[Contour labeling entries]
# # #
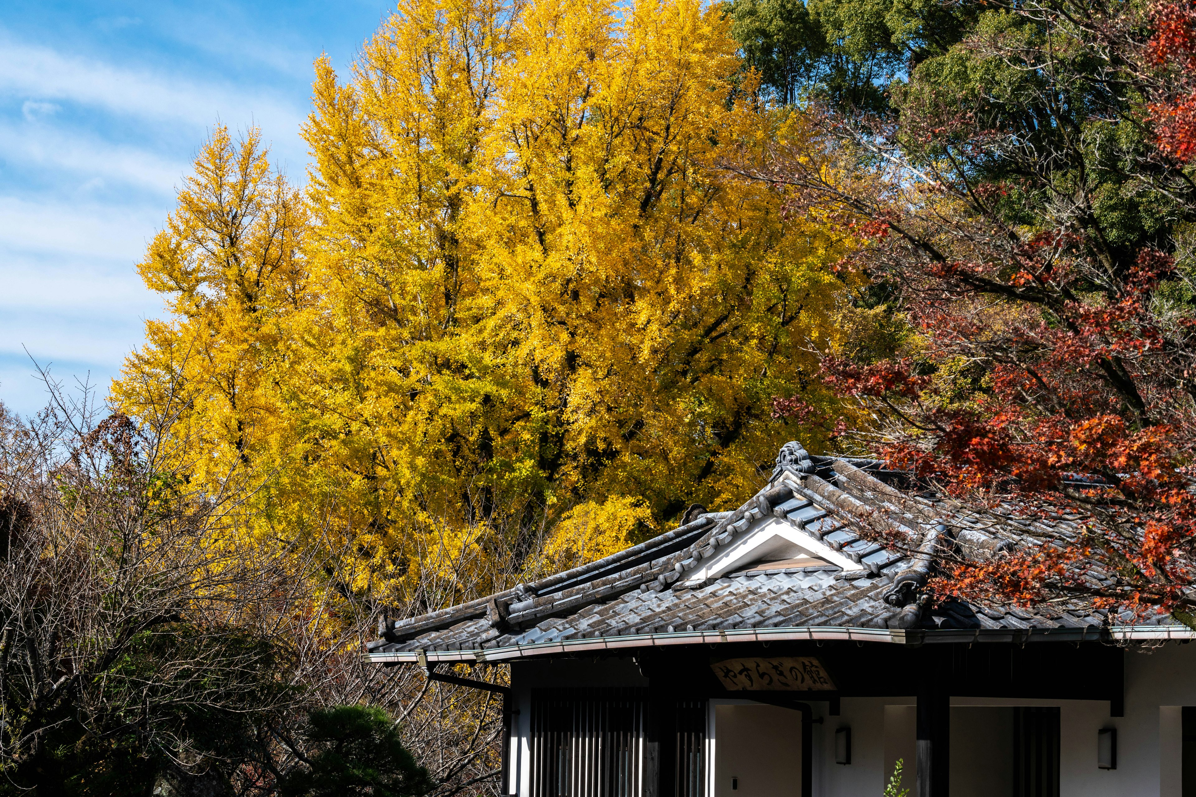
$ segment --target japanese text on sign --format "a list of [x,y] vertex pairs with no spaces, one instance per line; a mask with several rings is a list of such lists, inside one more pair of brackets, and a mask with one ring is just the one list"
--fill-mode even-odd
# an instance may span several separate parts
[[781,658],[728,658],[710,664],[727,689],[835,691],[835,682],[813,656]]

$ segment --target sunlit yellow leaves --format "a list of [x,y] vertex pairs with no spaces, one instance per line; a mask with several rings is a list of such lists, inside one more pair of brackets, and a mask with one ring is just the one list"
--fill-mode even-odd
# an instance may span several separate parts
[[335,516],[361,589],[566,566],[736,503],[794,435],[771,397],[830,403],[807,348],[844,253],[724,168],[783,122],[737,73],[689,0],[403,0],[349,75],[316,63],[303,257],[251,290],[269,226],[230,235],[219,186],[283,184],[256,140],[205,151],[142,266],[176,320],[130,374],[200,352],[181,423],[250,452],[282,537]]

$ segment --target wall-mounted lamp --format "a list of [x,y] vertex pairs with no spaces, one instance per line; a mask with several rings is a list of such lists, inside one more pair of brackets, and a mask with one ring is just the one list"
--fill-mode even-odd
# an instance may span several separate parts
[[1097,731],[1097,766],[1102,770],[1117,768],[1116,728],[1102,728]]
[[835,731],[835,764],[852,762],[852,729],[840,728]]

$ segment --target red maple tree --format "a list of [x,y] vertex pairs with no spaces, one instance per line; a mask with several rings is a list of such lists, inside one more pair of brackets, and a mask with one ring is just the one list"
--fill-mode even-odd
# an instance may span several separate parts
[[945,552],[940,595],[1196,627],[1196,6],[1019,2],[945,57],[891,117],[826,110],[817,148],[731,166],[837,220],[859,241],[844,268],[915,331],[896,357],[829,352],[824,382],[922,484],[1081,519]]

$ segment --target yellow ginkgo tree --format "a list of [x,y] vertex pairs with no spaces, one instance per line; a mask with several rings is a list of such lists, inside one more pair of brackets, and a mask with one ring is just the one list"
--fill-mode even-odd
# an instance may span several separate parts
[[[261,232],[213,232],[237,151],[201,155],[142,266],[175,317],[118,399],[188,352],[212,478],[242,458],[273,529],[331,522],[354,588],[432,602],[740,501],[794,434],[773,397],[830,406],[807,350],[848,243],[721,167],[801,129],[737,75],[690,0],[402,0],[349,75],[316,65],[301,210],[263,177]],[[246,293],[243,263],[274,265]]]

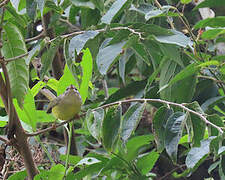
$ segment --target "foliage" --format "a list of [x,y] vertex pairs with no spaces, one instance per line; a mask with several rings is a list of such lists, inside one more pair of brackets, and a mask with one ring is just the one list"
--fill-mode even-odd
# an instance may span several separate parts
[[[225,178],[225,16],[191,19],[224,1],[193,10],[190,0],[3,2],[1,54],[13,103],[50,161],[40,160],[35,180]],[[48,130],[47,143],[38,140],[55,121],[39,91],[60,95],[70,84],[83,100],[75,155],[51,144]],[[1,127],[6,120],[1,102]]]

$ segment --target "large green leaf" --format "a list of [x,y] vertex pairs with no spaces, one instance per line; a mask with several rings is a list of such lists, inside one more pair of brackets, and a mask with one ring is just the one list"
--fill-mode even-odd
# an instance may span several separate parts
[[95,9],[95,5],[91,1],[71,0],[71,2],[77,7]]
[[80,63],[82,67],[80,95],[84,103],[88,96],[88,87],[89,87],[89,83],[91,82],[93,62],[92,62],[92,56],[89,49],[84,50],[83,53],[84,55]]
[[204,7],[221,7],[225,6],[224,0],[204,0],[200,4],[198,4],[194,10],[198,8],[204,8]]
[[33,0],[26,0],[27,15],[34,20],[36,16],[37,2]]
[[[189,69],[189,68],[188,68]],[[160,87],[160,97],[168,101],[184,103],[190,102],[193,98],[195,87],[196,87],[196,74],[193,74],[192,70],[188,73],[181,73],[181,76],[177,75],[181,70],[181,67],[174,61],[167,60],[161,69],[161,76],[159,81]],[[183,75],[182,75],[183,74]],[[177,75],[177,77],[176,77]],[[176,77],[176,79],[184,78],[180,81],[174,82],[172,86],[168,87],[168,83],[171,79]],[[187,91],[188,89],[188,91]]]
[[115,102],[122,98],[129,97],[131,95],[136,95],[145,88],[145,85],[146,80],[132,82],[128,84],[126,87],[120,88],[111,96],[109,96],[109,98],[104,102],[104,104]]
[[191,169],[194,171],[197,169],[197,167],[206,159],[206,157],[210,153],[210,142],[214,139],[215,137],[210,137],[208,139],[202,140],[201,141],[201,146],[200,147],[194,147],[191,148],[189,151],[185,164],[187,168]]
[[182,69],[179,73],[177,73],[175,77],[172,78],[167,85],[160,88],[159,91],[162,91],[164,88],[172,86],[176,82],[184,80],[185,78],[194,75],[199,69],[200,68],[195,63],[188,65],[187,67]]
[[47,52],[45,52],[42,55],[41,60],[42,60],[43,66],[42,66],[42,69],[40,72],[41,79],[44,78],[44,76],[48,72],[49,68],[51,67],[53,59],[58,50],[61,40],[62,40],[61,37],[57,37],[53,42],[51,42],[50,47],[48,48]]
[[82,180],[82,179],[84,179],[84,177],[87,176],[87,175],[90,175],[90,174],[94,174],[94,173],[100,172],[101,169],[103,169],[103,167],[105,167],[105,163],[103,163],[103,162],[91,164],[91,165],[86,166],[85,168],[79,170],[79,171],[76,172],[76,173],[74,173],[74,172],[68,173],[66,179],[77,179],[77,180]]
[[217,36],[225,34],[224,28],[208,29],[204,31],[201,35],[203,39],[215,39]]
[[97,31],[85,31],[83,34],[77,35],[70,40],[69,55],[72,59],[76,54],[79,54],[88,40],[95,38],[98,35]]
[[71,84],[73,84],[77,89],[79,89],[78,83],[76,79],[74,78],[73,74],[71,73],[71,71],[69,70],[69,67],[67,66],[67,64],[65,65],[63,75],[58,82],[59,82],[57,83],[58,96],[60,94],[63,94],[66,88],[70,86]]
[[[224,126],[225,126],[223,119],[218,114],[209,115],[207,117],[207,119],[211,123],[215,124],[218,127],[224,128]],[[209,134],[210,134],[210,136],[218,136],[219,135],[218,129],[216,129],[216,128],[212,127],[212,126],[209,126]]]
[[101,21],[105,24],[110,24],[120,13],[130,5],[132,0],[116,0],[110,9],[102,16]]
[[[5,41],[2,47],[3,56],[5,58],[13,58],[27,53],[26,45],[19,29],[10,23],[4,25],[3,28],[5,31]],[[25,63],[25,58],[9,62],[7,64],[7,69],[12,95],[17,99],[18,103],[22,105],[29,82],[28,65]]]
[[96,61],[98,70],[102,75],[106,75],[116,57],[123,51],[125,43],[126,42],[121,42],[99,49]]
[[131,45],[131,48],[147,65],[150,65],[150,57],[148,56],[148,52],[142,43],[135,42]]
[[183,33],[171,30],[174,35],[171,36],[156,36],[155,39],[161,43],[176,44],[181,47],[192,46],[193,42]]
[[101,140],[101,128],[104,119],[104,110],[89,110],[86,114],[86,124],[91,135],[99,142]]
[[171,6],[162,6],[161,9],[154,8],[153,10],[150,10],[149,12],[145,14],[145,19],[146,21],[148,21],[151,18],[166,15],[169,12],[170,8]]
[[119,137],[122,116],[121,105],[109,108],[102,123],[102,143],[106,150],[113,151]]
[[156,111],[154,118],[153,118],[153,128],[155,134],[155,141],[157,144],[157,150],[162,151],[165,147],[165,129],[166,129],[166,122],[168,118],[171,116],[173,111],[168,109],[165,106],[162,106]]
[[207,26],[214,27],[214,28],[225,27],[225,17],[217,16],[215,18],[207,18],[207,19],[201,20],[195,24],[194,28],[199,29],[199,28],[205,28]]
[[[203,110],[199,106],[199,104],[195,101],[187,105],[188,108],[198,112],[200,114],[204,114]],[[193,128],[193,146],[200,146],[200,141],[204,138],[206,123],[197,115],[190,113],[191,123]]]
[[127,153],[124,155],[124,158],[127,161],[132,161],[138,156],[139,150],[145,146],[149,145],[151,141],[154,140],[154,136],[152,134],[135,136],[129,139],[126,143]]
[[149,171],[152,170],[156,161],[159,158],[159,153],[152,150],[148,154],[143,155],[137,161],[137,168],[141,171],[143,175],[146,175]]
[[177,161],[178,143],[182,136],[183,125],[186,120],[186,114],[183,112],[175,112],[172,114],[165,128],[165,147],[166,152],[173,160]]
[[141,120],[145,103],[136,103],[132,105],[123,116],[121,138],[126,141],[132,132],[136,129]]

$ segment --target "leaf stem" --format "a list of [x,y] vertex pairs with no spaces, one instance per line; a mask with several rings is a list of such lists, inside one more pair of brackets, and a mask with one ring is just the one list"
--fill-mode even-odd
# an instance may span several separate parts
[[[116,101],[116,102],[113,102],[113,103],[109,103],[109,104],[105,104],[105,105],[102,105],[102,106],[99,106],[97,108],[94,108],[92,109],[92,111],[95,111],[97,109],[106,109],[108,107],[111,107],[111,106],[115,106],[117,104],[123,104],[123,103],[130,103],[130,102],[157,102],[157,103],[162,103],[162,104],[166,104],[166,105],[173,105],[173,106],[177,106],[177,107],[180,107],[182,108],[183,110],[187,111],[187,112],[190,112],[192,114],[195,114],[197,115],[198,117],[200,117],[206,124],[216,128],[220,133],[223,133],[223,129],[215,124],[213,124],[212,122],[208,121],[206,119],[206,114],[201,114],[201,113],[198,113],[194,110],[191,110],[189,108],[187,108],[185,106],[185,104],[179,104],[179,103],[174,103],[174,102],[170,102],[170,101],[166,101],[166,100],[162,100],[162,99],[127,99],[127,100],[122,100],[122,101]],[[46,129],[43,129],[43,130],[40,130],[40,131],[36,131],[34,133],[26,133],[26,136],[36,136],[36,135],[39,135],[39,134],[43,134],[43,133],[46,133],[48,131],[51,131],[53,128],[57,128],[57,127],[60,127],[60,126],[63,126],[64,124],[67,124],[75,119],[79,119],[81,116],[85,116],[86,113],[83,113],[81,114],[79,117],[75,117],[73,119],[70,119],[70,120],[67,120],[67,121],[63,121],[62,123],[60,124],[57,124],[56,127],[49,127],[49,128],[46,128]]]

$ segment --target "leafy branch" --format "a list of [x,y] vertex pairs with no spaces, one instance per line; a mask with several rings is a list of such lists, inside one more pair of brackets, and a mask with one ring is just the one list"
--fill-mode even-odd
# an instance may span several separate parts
# # #
▶ [Exercise details] Copy the data from the beginning down through the line that contains "[[835,731],[835,764],[852,762],[852,729],[840,728]]", swapping "wall-mounted lamp" for "wall sconce" and keeping everything else the same. Leave the pictures out.

▶ [Response to this exercise]
$ segment --target japanese text on sign --format "a list of [x,y] vertex pairs with no spaces, one instance per line; a mask with several rings is a list of such lists, inside one more pair of brackets, and a mask with one ring is just the one list"
--fill-mode even-odd
# an instance may span several separate parts
[[781,658],[728,658],[710,664],[727,689],[835,691],[835,682],[813,656]]

$ segment --target sunlit yellow leaves --format "a list of [x,y] vertex pairs with no spaces, one instance per line; a mask with several rings is a list of such lists, inside one more pair of brackets, and a mask with one ring is just the one list"
--fill-mode even-odd
# an instance may span several separate parts
[[335,516],[361,589],[566,566],[736,503],[794,435],[771,397],[830,403],[807,348],[844,253],[724,168],[783,122],[737,73],[689,0],[403,0],[349,75],[316,63],[303,257],[251,290],[269,226],[230,235],[219,186],[283,184],[256,140],[205,151],[142,266],[176,320],[130,374],[200,352],[181,423],[250,452],[282,537]]

$ segment --target wall sconce --format "a list of [x,y] vertex pairs with no spaces, one instance per line; a mask with several rings is a list of such lists, inside one more pair of brackets, and a mask with one ring is just the one list"
--fill-mode even-odd
# an instance may span several separate parts
[[1097,731],[1097,766],[1102,770],[1117,768],[1116,728],[1102,728]]
[[835,731],[835,764],[852,762],[852,729],[840,728]]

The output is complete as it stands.